DOCUMENT SEGMENT ▸
________

# Employment agencies



## Deano (Jul 7, 2006)

what's the deal with these? I've applied for a couple of jobs with agencies and both times I have an email back saying my skills do not match those that the client is looking for. Fair enough but the last one I applied for, the skills listed on the ad where almost identical to those on my CV? do they not read them or something?


----------



## bigmc (Mar 22, 2010)

I get these kind of emails from a few agencies but they're generally useless anyway, I applied for one and my skill set and qualifications matched the profile exactly and got the standard "we've had strong response and feel someone else fits the bill better".


----------



## Deano (Jul 7, 2006)

phew. not just me then.


----------



## bigmc (Mar 22, 2010)

No not just you, I do find in general though that the recruitment consultants you end up talking to are as much use as **** on a bull, they rarely have any industry specific experience and are reading from a crib sheet when they ask questions.


----------



## Rob_Quads (Jul 17, 2006)

While you think you might match up well to the advert, chances are they have had 100 applications for the job and with them having spoken to the client they may have picked up on something no in the advert about the sort of person they are looking for and you don't match that criteria.
Agencies are massively over subscribed with people on their books at the moment with no where near enough jobs.


----------



## bigmc (Mar 22, 2010)

They can't judge what sort of person you are by your CV though.


----------



## Rob_Quads (Jul 17, 2006)

No but they could have said stuff like. We are looking for someone who doesn't change jobs often, or someone who has worked shifts. They might not put that in the advert but will be looking over the CVs with that in mind.


----------



## bigmc (Mar 22, 2010)

________

WHAT YOU NEED TO DO ▸
In the thread on employment agencies, how many applications does Rob_Quads say a job has likely received?

Outline entries:
________

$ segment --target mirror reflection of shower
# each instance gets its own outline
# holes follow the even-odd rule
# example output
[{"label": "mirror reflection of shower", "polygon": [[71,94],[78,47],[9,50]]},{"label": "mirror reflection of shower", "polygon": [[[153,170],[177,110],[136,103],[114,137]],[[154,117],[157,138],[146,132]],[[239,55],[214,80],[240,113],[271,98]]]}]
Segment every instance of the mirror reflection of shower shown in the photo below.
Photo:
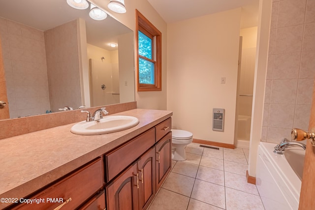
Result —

________

COMPLETE ANSWER ▸
100 applications.